▸ **What the task requires**: Nothing before the line containing "light with a single point, one per instance." belongs in the answer; quote that line and all lines after it through the end of the material, word for word.

▸ **Source data**:
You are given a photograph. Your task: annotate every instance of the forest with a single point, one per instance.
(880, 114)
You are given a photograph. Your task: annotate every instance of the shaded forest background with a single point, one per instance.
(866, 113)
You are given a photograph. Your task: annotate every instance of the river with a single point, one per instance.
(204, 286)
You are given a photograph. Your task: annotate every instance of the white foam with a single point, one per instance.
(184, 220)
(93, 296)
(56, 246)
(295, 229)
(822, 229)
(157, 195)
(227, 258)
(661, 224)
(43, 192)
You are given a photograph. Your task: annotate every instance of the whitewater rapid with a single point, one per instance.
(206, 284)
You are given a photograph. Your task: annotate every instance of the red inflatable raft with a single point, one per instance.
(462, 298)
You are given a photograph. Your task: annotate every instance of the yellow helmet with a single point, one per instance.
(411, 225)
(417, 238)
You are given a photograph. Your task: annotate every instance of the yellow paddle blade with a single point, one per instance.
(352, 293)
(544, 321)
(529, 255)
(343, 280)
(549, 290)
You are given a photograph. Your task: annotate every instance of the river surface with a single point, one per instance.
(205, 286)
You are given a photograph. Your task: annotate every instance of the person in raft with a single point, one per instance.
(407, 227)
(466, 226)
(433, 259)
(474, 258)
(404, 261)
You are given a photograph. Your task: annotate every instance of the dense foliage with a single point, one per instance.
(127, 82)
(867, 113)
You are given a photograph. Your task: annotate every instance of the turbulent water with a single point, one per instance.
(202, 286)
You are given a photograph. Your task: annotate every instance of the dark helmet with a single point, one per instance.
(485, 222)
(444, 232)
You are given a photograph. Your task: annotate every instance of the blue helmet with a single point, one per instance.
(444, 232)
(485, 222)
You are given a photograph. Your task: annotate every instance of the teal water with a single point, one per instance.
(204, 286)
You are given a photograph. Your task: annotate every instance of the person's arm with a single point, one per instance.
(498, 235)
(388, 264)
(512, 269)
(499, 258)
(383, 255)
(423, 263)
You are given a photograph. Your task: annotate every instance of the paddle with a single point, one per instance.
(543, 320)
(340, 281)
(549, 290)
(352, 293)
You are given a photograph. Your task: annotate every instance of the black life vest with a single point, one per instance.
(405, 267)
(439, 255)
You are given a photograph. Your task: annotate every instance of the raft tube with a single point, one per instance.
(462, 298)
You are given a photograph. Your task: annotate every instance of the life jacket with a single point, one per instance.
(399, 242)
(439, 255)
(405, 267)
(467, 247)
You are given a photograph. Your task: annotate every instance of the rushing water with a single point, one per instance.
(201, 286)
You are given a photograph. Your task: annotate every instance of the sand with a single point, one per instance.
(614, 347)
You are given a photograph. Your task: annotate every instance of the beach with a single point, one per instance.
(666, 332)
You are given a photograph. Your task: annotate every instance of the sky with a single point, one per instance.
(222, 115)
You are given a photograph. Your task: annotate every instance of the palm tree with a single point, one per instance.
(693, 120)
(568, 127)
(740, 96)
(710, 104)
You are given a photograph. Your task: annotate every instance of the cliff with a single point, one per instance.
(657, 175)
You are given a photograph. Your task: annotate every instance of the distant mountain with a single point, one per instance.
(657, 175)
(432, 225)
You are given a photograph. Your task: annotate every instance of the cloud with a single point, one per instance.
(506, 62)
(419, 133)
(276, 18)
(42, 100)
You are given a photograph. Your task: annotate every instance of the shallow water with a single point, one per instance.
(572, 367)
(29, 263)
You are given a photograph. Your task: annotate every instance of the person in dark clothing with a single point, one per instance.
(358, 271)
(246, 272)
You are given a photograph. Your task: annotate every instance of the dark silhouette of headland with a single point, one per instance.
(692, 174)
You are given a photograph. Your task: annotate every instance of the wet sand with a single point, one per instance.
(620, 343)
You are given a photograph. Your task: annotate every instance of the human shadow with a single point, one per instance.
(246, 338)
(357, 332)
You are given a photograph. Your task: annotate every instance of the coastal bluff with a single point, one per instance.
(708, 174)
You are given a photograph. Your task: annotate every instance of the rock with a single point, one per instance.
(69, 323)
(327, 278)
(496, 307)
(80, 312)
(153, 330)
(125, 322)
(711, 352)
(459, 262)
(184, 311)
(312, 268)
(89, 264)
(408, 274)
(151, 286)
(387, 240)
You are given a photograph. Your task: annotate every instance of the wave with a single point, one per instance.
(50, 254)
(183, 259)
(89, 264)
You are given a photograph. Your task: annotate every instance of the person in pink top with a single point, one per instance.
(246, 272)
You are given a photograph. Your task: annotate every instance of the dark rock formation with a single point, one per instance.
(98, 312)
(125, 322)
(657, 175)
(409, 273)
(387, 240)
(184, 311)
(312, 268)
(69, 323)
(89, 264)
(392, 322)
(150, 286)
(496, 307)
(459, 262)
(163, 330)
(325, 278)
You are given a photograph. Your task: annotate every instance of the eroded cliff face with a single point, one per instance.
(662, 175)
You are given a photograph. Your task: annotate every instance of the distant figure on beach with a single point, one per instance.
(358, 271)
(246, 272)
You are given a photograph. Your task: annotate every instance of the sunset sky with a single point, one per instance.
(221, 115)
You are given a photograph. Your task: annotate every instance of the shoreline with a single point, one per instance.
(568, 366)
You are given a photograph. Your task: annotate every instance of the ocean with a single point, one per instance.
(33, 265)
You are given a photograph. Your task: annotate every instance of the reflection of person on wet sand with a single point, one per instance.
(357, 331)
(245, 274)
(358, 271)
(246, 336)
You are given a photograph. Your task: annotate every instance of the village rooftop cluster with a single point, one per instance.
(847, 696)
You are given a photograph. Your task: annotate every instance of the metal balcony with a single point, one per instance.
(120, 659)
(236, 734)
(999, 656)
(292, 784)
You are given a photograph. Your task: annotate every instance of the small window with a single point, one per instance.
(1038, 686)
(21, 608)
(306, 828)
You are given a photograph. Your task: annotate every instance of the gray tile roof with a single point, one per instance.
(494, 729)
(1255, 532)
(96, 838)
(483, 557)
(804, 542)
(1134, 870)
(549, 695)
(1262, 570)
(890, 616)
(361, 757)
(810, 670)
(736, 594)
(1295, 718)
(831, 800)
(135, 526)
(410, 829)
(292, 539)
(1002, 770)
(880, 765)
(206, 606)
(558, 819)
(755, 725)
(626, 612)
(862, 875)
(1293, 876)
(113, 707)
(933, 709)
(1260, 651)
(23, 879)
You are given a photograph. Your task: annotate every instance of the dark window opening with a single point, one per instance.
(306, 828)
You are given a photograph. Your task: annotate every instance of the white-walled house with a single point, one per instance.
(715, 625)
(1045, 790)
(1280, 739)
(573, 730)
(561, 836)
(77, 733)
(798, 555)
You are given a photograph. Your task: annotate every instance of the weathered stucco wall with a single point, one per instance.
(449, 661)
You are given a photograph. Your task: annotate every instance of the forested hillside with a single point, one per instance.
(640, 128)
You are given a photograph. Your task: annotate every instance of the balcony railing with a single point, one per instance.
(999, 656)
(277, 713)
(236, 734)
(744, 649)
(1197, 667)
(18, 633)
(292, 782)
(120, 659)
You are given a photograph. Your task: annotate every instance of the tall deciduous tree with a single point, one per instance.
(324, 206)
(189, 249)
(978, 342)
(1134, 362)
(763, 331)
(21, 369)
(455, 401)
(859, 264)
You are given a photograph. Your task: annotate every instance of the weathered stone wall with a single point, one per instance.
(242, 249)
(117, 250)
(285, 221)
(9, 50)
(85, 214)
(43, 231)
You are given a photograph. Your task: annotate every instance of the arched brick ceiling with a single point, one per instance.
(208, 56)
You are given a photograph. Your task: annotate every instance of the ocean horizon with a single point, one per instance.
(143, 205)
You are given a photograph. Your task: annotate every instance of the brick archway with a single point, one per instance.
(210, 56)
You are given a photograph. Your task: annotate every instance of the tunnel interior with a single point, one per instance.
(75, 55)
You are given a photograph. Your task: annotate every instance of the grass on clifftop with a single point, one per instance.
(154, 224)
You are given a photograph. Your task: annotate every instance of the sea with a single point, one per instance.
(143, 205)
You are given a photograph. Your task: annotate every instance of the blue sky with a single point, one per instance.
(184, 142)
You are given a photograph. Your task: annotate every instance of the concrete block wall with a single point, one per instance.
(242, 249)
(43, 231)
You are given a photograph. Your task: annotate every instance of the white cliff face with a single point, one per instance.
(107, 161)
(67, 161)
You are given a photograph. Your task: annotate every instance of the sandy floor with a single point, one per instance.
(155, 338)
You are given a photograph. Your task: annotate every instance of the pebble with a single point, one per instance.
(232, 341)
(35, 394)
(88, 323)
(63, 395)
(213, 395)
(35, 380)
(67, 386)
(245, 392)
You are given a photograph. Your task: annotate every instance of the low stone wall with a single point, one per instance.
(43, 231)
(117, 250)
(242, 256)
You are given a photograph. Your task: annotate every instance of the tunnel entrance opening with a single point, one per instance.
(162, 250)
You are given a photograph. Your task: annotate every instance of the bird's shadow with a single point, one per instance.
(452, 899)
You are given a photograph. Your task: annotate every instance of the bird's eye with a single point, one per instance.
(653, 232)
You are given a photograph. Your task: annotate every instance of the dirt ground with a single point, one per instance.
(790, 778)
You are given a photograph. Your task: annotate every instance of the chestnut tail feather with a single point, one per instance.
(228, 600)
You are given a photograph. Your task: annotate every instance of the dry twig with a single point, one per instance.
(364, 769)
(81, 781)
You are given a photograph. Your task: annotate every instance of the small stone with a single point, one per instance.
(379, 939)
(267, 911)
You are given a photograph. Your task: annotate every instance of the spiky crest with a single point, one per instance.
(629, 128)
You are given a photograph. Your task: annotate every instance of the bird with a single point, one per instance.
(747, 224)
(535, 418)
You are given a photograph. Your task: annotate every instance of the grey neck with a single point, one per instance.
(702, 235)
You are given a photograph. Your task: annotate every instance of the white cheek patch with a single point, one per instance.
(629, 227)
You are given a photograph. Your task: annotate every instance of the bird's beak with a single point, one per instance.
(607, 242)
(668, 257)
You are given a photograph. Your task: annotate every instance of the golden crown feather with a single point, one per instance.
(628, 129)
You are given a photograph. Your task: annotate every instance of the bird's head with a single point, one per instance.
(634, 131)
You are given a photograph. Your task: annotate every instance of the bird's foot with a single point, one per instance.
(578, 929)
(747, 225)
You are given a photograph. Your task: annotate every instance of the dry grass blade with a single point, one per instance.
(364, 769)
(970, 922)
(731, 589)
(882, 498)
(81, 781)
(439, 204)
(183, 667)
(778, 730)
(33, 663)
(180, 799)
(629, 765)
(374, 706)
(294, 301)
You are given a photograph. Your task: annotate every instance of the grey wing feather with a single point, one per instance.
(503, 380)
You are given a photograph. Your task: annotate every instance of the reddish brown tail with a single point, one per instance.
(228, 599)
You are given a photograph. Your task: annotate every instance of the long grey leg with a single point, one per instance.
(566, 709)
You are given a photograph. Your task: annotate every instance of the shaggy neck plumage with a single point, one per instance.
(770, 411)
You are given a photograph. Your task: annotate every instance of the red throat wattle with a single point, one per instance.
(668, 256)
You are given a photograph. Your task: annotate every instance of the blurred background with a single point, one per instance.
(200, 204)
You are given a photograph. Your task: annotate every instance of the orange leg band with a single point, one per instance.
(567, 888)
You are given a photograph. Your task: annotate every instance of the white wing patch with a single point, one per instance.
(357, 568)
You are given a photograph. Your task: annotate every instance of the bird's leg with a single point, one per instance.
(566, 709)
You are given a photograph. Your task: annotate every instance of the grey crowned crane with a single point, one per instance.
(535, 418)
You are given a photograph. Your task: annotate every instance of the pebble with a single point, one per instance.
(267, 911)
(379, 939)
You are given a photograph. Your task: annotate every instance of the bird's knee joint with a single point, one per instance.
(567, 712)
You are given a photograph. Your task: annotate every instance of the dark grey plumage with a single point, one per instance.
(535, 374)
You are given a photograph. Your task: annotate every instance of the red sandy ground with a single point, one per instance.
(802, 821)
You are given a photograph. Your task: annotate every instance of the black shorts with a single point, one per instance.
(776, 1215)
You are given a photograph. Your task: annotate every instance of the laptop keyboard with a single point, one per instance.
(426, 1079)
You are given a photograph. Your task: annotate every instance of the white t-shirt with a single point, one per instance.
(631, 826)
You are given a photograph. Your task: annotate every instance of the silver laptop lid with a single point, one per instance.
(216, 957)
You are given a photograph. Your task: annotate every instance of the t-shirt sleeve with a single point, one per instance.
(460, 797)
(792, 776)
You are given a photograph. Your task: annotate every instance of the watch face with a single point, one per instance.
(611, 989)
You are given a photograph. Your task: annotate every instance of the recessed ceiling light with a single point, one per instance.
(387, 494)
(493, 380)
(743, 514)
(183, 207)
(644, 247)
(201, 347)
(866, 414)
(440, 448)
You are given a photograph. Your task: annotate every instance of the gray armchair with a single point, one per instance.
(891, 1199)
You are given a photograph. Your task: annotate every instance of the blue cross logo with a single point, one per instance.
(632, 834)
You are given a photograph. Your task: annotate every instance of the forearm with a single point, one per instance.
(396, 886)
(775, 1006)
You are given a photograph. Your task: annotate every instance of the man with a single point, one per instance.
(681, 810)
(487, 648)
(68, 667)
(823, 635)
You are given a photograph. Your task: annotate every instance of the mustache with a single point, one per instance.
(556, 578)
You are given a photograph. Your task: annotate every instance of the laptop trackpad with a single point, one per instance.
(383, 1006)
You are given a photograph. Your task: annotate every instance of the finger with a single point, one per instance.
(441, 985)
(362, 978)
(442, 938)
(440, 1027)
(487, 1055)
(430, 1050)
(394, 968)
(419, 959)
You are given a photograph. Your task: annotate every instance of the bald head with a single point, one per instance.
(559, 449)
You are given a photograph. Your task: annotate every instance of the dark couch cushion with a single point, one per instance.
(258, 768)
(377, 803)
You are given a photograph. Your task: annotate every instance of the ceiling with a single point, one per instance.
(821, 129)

▸ **The output**:
You are given a photograph. Your task: annotate every instance of the recessed ceiling light with a single point, one per instance.
(387, 494)
(493, 380)
(743, 514)
(183, 207)
(644, 247)
(201, 347)
(866, 414)
(440, 448)
You are given a photograph. Your task: annotate every instance of the gray armchair with a single point, one per instance.
(891, 1199)
You are given a photograph. Your task: annotate every instance of the blue cross logo with a single point, one per instance.
(632, 834)
You are given a photograph. Your task: annotate every instance of the forearm with a single point, one per instance.
(396, 886)
(775, 1006)
You are given a photograph. Your task: annotate every instance of the man with a single point, one per instance.
(681, 810)
(487, 648)
(68, 667)
(823, 635)
You are given a photograph. Your task: annotate every instance of the mustache with a single point, one per instance.
(556, 578)
You are given a photograph. Your task: annotate every instance of the laptop trackpad with a single point, one per instance.
(383, 1006)
You are given a photograph. Your task: annotate every instance of the finger with a single point, one per instance.
(441, 985)
(362, 978)
(442, 938)
(440, 1027)
(487, 1055)
(430, 1050)
(394, 968)
(419, 959)
You are given a photograph. Your task: annotate every instance of the bald head with a single point, one per instance.
(559, 449)
You are given a photograph. Your task: annotate every instance of the dark couch cushion with a single point, one per instance.
(258, 768)
(377, 803)
You are given a photograph. Your task: annotate every instance of the ceiling with a single point, one per instance.
(821, 129)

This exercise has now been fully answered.